Assignment: From the first record to the last, write each one out again exactly.

Data:
= = = = =
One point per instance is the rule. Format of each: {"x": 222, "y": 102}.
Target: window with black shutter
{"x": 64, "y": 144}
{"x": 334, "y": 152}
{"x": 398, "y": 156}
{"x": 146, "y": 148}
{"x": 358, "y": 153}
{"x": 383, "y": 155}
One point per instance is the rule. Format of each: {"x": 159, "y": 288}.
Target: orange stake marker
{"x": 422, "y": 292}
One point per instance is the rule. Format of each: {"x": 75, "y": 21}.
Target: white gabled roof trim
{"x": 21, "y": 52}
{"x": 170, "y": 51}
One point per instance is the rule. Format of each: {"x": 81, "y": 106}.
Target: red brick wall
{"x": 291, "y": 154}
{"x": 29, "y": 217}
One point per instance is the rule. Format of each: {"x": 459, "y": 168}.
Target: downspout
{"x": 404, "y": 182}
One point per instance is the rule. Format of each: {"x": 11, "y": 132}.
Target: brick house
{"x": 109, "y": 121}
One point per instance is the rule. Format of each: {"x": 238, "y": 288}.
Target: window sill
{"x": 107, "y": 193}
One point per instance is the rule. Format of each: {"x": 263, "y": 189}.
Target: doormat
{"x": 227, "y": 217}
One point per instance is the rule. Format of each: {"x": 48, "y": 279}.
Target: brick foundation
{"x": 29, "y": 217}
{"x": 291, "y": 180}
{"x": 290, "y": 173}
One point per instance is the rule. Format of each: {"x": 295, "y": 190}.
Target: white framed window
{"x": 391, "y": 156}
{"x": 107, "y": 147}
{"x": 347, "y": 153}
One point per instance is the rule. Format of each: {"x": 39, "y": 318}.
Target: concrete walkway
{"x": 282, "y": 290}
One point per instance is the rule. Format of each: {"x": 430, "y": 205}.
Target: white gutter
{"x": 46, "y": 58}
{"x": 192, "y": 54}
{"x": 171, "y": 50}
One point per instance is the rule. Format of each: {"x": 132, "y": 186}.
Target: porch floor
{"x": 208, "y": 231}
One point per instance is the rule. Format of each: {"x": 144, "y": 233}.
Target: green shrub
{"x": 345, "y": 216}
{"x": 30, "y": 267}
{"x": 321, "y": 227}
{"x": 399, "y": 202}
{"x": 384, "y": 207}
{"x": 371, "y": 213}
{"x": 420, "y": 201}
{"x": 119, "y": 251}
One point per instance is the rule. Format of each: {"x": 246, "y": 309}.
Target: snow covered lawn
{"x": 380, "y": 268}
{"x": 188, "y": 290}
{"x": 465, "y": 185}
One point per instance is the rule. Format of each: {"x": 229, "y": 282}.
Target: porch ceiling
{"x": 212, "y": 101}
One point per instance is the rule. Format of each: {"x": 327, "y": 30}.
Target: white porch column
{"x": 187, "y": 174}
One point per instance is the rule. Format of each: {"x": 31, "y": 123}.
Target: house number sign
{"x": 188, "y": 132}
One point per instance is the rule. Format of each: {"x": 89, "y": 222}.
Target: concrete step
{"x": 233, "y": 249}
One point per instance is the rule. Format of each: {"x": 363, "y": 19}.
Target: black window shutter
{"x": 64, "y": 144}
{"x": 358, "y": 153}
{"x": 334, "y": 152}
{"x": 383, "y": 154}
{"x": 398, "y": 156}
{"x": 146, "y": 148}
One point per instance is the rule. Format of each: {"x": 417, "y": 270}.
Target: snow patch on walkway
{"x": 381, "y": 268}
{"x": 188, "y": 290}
= = = = =
Solved problem:
One point per instance is the rule. Format of each: {"x": 222, "y": 102}.
Target: window with black shutter
{"x": 64, "y": 144}
{"x": 334, "y": 152}
{"x": 398, "y": 156}
{"x": 146, "y": 148}
{"x": 358, "y": 153}
{"x": 383, "y": 155}
One point per instance is the rule. Format of each: {"x": 159, "y": 288}.
Target: orange stake marker
{"x": 422, "y": 292}
One point per instance is the rule. Format of each: {"x": 75, "y": 21}.
Target: white gabled roof trim
{"x": 21, "y": 52}
{"x": 170, "y": 51}
One point per instance is the rule. Format of each: {"x": 81, "y": 106}.
Target: red brick wall
{"x": 291, "y": 154}
{"x": 29, "y": 217}
One point per instance is the rule. Format of each: {"x": 459, "y": 168}.
Target: downspout
{"x": 404, "y": 182}
One point per instance is the rule. Format of each: {"x": 11, "y": 132}.
Target: brick house
{"x": 109, "y": 121}
One point per instance is the rule. Format of each: {"x": 238, "y": 288}.
Target: window sill
{"x": 107, "y": 193}
One point per instance is the rule. Format of each: {"x": 263, "y": 189}.
Target: doormat
{"x": 227, "y": 217}
One point per instance is the rule. Format of each: {"x": 48, "y": 279}.
Target: brick foundation
{"x": 29, "y": 217}
{"x": 291, "y": 180}
{"x": 290, "y": 173}
One point per instance is the rule. Format of each: {"x": 295, "y": 190}.
Target: white framed window
{"x": 391, "y": 156}
{"x": 107, "y": 147}
{"x": 347, "y": 153}
One point per instance is the rule. Format of each: {"x": 39, "y": 318}.
Target: concrete walkway
{"x": 282, "y": 290}
One point per instance is the rule. Format of each: {"x": 430, "y": 205}.
Target: white gutter
{"x": 46, "y": 58}
{"x": 192, "y": 54}
{"x": 171, "y": 50}
One point per instance is the rule. Format of each: {"x": 132, "y": 186}.
Target: porch floor
{"x": 208, "y": 231}
One point per instance is the rule. Format of each: {"x": 144, "y": 233}.
Target: green shrub
{"x": 345, "y": 216}
{"x": 30, "y": 267}
{"x": 321, "y": 227}
{"x": 399, "y": 202}
{"x": 384, "y": 207}
{"x": 371, "y": 213}
{"x": 420, "y": 201}
{"x": 119, "y": 251}
One point per instance is the rule. Format of each: {"x": 246, "y": 309}.
Target: snow covered lawn
{"x": 380, "y": 268}
{"x": 188, "y": 290}
{"x": 465, "y": 185}
One point per instance is the rule. Format of each: {"x": 229, "y": 282}.
Target: porch ceiling
{"x": 212, "y": 101}
One point per instance is the rule. Format of each: {"x": 327, "y": 30}.
Target: white porch column
{"x": 187, "y": 174}
One point per instance is the rule. Format of each: {"x": 31, "y": 123}.
Target: house number sign
{"x": 188, "y": 132}
One point per instance is the rule. Format of each: {"x": 89, "y": 222}.
Target: concrete step
{"x": 233, "y": 249}
One point per instance is the rule. Format of each: {"x": 363, "y": 19}.
Target: black window shutter
{"x": 64, "y": 144}
{"x": 358, "y": 153}
{"x": 334, "y": 152}
{"x": 383, "y": 154}
{"x": 398, "y": 156}
{"x": 146, "y": 148}
One point per instance is the rule. Format of each: {"x": 417, "y": 270}.
Target: snow patch on walkway
{"x": 381, "y": 268}
{"x": 188, "y": 290}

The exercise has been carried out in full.